▶ Task prompt
Return, exactly, the line that contains "Query: clear blue sky" together with all lines after it to the end of the entries, and no further lines.

▶ Provided data

_ _ _ _

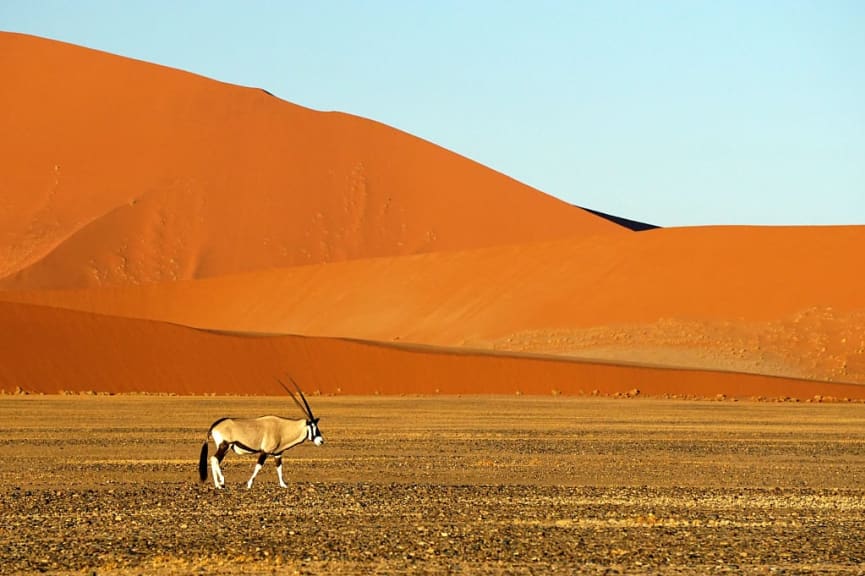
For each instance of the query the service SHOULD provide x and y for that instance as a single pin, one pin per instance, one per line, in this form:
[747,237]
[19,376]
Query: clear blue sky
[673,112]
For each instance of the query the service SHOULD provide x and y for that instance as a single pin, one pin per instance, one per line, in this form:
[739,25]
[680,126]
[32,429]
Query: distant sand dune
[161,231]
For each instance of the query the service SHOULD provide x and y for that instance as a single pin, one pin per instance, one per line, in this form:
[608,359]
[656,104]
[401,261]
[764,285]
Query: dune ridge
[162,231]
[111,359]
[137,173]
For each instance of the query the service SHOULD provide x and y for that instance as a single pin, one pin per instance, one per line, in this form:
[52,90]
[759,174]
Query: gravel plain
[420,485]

_ _ _ _

▶ Answer for the task
Query: clear blue sky
[673,112]
For each instance of the query the service SHOULD provide x and y for that instance as a single pin, one pin per instance, one per line, in this form:
[739,25]
[680,126]
[32,429]
Query: distant sand dune
[161,231]
For each instance of the query the service SHOULD provide x and y for that instance as a single pin, one pin per instance, one per line, in this form:
[608,359]
[656,104]
[401,261]
[764,285]
Query: dune ridge
[162,231]
[111,359]
[137,173]
For each instance of the query the service SHOULD provide x and y for that instance as a single pin, one pin per instance, one per line, in this form:
[52,90]
[759,174]
Query: gravel plain
[420,485]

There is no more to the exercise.